### [Your instructions]
Tally the lines in the records below that contain the string "negative", matching case exactly, and give only that number.

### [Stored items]
'''
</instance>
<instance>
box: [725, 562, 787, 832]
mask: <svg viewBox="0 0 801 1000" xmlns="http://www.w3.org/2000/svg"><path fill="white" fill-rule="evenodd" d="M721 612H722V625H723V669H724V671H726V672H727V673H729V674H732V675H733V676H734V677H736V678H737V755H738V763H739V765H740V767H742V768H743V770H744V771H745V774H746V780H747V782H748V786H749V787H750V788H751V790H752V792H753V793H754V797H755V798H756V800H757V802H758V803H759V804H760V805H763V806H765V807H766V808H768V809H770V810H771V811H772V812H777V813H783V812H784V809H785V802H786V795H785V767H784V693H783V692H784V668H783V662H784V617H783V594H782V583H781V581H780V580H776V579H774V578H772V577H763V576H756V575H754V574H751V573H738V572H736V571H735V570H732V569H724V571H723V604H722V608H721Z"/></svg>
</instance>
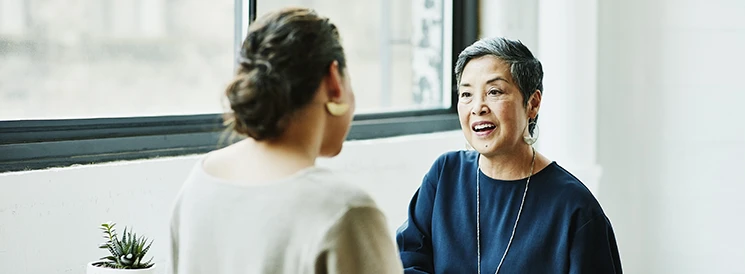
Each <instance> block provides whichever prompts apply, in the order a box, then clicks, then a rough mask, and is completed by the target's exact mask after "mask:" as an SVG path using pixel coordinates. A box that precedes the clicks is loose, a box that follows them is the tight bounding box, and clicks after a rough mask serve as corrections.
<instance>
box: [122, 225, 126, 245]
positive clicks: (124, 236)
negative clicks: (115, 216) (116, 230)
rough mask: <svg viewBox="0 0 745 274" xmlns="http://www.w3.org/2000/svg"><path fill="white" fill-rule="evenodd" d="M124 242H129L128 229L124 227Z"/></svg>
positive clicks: (123, 240)
mask: <svg viewBox="0 0 745 274" xmlns="http://www.w3.org/2000/svg"><path fill="white" fill-rule="evenodd" d="M122 242H125V243H126V242H127V227H126V226H125V227H124V234H122Z"/></svg>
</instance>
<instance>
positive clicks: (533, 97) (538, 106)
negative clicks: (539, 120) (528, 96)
mask: <svg viewBox="0 0 745 274" xmlns="http://www.w3.org/2000/svg"><path fill="white" fill-rule="evenodd" d="M541 98H542V94H541V90H539V89H536V90H535V92H533V95H531V96H530V100H528V117H530V118H535V117H536V116H538V111H539V110H540V109H541Z"/></svg>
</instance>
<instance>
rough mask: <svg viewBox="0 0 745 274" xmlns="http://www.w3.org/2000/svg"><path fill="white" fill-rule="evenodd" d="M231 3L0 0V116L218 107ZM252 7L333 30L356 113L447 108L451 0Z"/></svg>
mask: <svg viewBox="0 0 745 274" xmlns="http://www.w3.org/2000/svg"><path fill="white" fill-rule="evenodd" d="M234 2H235V1H234V0H233V1H229V0H219V1H201V0H0V121H2V120H28V119H41V120H45V119H75V118H108V117H140V116H162V115H189V114H207V113H220V112H223V111H224V110H225V108H224V107H223V106H224V101H223V98H222V97H223V93H222V92H223V87H224V86H225V85H226V84H227V83H228V81H229V80H230V79H231V77H232V74H233V69H234V53H235V46H236V39H235V29H234V27H235V25H236V24H235V23H236V16H235V10H234ZM257 2H258V3H257V15H258V16H261V15H262V14H263V13H264V12H266V11H268V10H270V9H276V8H280V7H285V6H292V5H299V6H306V7H312V8H315V9H316V10H318V11H319V12H320V13H321V14H323V15H326V16H328V17H330V18H331V19H332V20H333V21H334V22H335V23H336V24H337V26H338V27H339V29H340V31H341V34H342V39H343V44H344V46H345V49H346V52H347V55H348V59H349V60H348V63H349V69H350V72H351V73H352V75H353V78H352V79H353V86H354V88H355V91H356V94H357V98H358V113H380V112H391V111H410V110H423V109H446V108H449V107H450V99H451V98H450V92H451V89H450V79H451V77H450V75H451V73H452V72H451V71H450V70H451V69H450V68H451V67H452V63H451V59H452V58H451V56H450V53H451V46H452V39H451V37H452V33H451V29H452V27H451V26H452V18H451V17H452V16H450V15H451V14H452V1H443V0H406V1H400V0H380V1H347V0H271V1H268V0H265V1H257ZM243 7H244V9H245V8H247V7H248V3H247V1H245V0H244V1H243ZM445 15H447V16H445ZM247 16H248V14H245V13H244V14H243V18H242V22H241V23H243V25H245V24H246V23H247V19H246V18H247ZM239 18H240V17H239ZM239 20H240V19H239ZM239 25H240V24H239ZM239 32H243V30H239Z"/></svg>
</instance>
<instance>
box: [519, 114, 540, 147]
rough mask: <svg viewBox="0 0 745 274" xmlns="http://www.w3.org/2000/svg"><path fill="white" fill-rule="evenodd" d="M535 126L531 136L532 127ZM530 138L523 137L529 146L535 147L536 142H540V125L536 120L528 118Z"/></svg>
mask: <svg viewBox="0 0 745 274" xmlns="http://www.w3.org/2000/svg"><path fill="white" fill-rule="evenodd" d="M531 125H533V134H530V126H531ZM527 131H528V136H523V140H524V141H525V143H527V144H528V145H531V146H532V145H533V144H535V142H537V141H538V133H539V130H538V123H536V121H535V120H534V119H530V118H528V126H527Z"/></svg>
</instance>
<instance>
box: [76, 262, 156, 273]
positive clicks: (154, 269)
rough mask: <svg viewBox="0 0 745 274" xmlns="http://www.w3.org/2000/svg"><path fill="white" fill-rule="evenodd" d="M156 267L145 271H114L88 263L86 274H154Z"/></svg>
mask: <svg viewBox="0 0 745 274" xmlns="http://www.w3.org/2000/svg"><path fill="white" fill-rule="evenodd" d="M155 267H156V265H153V266H151V267H150V268H145V269H114V268H106V267H98V266H95V265H93V262H90V263H88V269H87V270H86V272H85V273H86V274H155Z"/></svg>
'''
### [Solution for this task]
2